Dataset entries:

○ ○ ○

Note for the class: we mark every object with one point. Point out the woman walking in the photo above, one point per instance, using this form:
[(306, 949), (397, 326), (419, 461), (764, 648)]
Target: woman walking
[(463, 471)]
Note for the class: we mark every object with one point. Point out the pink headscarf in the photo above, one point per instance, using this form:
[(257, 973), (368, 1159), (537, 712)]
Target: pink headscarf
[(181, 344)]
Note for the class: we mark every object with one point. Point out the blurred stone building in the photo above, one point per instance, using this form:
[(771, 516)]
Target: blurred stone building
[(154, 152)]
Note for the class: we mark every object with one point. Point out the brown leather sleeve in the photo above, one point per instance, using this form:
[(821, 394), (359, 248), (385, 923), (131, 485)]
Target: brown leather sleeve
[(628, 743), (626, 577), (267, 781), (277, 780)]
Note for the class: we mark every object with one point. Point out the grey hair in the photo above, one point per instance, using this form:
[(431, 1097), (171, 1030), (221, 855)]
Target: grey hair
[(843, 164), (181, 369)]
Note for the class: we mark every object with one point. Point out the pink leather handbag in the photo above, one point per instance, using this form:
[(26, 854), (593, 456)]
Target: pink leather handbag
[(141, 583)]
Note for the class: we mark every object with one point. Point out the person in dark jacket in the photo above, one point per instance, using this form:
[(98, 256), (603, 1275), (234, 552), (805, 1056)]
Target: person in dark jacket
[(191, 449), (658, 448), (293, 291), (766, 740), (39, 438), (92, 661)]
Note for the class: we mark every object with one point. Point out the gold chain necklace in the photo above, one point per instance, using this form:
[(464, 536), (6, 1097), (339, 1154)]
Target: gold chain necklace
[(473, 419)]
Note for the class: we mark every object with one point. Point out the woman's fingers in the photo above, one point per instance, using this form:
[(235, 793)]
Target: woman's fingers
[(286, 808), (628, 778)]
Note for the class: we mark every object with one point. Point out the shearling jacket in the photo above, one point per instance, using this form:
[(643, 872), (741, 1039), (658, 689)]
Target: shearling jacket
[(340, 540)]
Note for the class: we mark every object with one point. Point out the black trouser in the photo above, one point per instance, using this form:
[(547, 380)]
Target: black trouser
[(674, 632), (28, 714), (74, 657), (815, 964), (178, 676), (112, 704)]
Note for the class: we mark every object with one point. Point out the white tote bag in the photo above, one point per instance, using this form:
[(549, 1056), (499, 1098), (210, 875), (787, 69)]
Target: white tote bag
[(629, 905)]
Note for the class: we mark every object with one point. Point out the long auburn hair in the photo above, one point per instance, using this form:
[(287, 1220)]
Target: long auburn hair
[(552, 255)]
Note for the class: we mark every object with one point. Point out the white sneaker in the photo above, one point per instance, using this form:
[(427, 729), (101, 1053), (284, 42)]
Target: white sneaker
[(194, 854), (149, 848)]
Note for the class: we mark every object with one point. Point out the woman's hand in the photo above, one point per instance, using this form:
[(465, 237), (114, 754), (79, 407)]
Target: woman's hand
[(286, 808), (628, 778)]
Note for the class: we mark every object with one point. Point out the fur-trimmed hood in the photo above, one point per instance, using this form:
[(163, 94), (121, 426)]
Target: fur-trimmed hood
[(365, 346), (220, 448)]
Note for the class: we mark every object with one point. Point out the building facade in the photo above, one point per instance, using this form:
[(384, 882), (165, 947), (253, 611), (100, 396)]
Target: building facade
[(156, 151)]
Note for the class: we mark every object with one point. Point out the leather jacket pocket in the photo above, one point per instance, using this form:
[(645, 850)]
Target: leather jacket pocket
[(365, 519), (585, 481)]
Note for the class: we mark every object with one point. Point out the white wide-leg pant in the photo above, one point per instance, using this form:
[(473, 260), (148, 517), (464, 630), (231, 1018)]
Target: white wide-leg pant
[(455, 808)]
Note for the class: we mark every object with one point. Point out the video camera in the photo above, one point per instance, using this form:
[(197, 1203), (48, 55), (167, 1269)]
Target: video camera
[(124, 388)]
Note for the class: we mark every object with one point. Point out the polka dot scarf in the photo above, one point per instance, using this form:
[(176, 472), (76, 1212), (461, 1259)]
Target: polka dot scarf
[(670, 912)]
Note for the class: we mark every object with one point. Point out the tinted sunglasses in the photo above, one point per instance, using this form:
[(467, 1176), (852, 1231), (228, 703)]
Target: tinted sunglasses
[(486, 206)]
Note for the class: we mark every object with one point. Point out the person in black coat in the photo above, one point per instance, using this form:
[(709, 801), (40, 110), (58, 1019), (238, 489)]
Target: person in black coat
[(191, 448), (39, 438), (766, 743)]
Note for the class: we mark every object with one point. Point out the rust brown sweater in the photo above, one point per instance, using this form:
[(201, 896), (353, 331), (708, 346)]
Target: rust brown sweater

○ ○ ○

PROBLEM DESCRIPTION
Copy out exactly the lines running from the line with "out the leather" to the end of the records, inclusive.

SOLUTION FOR THIS PROBLEM
Note for the class: we mark every object with one point. Point out the leather jacket pocket in the photo above, one point per instance, using this form:
[(645, 850)]
Target: leather jacket pocket
[(365, 519), (585, 481)]
Note for the class: we mark every object with one point. Point out the white wide-leg pant in the photo above, one point per instance, using this form:
[(473, 260), (148, 517), (464, 630), (231, 1018)]
Target: white wide-leg pant
[(455, 808)]
Note for the class: we mark every object with one point. Point out the video camera in the photo above, one point per instance, using this form:
[(197, 1203), (48, 55), (167, 1269)]
Target: video camera
[(124, 388)]
Note for the class: we mark every object with one point. Point out the polka dot scarf in the photo above, one point per instance, using this form:
[(176, 472), (76, 1212), (461, 1259)]
Target: polka dot scarf
[(670, 912)]
Note for the class: we mark every object with one point. Point out the tinted sunglasses in the photo above, one point per instance, using this form:
[(467, 1176), (852, 1231), (228, 703)]
Target: tinted sunglasses
[(486, 206)]
Note for the class: we mark every object with one point. Point out the person in black coat in the photo above, one point per instance, using this form:
[(709, 801), (40, 110), (58, 1019), (238, 489)]
Target: person in black coat
[(191, 448), (39, 438), (766, 743)]
Note for the class: we mark every object with one point. Point out the rust brown sweater in the photo above, one point per instance, using this form:
[(201, 896), (353, 331), (708, 346)]
Target: rust brown sweater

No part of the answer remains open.